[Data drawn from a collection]
------------
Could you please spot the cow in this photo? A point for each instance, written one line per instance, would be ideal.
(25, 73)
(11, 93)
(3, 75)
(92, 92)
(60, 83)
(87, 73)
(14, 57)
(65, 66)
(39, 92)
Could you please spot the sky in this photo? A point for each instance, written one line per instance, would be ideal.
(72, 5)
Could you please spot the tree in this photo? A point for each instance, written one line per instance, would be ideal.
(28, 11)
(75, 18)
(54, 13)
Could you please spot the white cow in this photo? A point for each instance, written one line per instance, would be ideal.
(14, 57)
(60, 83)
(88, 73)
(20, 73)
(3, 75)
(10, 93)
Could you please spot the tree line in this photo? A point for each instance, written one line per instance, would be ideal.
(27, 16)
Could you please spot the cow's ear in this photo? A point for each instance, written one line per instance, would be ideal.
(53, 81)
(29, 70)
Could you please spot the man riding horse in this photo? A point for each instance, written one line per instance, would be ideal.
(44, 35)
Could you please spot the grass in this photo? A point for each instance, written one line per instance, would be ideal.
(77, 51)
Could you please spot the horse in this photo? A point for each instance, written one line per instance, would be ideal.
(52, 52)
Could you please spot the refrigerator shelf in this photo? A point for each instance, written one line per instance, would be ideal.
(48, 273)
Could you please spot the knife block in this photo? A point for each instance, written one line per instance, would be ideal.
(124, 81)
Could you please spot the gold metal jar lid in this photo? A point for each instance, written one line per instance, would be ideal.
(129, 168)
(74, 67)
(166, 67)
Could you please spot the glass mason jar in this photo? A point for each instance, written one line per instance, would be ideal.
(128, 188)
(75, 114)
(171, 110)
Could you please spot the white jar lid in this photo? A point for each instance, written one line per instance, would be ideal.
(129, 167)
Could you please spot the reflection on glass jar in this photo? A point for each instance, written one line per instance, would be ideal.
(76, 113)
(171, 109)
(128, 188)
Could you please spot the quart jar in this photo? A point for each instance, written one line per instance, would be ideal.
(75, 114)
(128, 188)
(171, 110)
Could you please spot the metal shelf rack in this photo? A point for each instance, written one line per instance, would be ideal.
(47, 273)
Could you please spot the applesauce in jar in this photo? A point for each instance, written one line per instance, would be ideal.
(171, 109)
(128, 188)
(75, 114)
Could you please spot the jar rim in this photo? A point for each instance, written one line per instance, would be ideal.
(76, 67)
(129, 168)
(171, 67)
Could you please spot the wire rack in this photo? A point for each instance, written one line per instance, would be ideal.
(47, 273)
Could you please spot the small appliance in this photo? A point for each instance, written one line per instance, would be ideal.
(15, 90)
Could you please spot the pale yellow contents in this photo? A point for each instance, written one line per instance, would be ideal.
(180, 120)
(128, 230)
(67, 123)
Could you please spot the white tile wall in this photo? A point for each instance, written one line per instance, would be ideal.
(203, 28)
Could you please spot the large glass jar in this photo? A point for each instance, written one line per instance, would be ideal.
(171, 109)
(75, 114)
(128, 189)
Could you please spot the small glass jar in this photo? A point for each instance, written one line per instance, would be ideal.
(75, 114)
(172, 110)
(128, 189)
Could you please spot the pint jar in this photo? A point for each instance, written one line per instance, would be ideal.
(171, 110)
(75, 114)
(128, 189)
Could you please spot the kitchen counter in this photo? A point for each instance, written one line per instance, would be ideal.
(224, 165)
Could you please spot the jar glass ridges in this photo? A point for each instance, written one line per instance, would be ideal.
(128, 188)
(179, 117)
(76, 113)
------------
> [What is being asked] Write out all of the data above line for line, copying every character without change.

> [Full output]
Could you please spot the cow in this photo? A point for each instance, written one line per instance, would be ideal.
(25, 73)
(11, 93)
(3, 75)
(92, 92)
(60, 83)
(87, 73)
(14, 57)
(65, 66)
(39, 92)
Could you please spot the sky in this photo? A point for each instance, written one line per instance, would be ideal.
(72, 5)
Could you please spot the tree in this photo? A point for each instance, written one line per instance, would be ideal.
(28, 11)
(75, 18)
(54, 13)
Could you please spot the white cow in this photo? A point for each instance, written one line per instance, would be ideal.
(14, 57)
(60, 83)
(88, 73)
(20, 73)
(3, 75)
(10, 93)
Could you please spot the tree line in this photo? A point for each instance, written one line per instance, would be ideal.
(27, 16)
Could you please spot the cow's ear in this photo? A point for each instance, written one line per instance, would be ideal.
(53, 81)
(29, 70)
Could you please spot the man riding horse in this photo? A point for each instance, written one line per instance, would be ideal.
(44, 35)
Could you please spot the grass in this photo? A point for each instance, written one line per instance, would be ideal.
(77, 51)
Could you please spot the horse in this photo? A point for each instance, written one line per instance, would be ideal.
(52, 52)
Could you please spot the refrigerator shelf in this photo? A point for each instance, written one line per instance, would be ideal.
(48, 273)
Could you please spot the knife block in this photo? A point for each instance, written one line per instance, would be ideal.
(124, 81)
Could you please spot the gold metal jar lid in this photo? A point for each instance, written one line per instance, would be ideal.
(129, 168)
(74, 67)
(166, 67)
Could you please spot the glass mason jar in this photo? A point for each instance, written one line per instance, would be ideal.
(128, 188)
(75, 114)
(171, 110)
Could you please spot the white jar lid in this photo? A point for each instance, written one line per instance, would be ideal.
(129, 167)
Could you please spot the reflection on glass jar in this photo? A point for each instance, written one line per instance, would be ideal.
(76, 113)
(171, 109)
(128, 188)
Could you please spot the quart jar in this photo? A point for each instance, written one line per instance, would be ideal.
(75, 114)
(128, 188)
(171, 110)
Could you please spot the metal shelf rack in this photo? A point for each instance, written one line per instance, would be ideal.
(47, 273)
Could you please spot the applesauce in jar in this photo? A point for each instance, written one line per instance, would be ideal.
(171, 109)
(128, 188)
(75, 114)
Could you please spot the jar rim in this photo? A point for each instance, written one line per instance, would be ideal.
(76, 67)
(129, 168)
(171, 67)
Could you please spot the wire rack in this photo? A point for each instance, written one line per instance, would be ideal.
(47, 273)
Could you please spot the small appliance in this photo? A point for each instance, written one line per instance, would be ideal.
(15, 90)
Could you please spot the pale yellow contents in this photo? A point for each instance, written one line per instance, would be ideal.
(180, 120)
(128, 230)
(67, 123)
Could you please spot the white tile wall in this photo? A point for each instance, written one line per instance, would be ideal.
(203, 28)
Could you please spot the large glass jar in this photo? A point for each instance, written one line per instance, would be ideal.
(171, 109)
(75, 114)
(128, 189)
Could you please spot the small glass jar in this photo? A point for each instance, written one line per instance, would be ideal.
(75, 114)
(172, 110)
(128, 189)
Could you please spot the pint jar in this photo? A point for each instance, written one line per instance, would be ideal.
(171, 110)
(75, 114)
(128, 189)
Could you please spot the kitchen counter in this photo? A point for each instance, written one line per instance, would be ideal.
(224, 165)
Could you please spot the jar glass ridges in this photo? A point for each instance, written one line per instance, would be ideal.
(128, 188)
(179, 117)
(76, 113)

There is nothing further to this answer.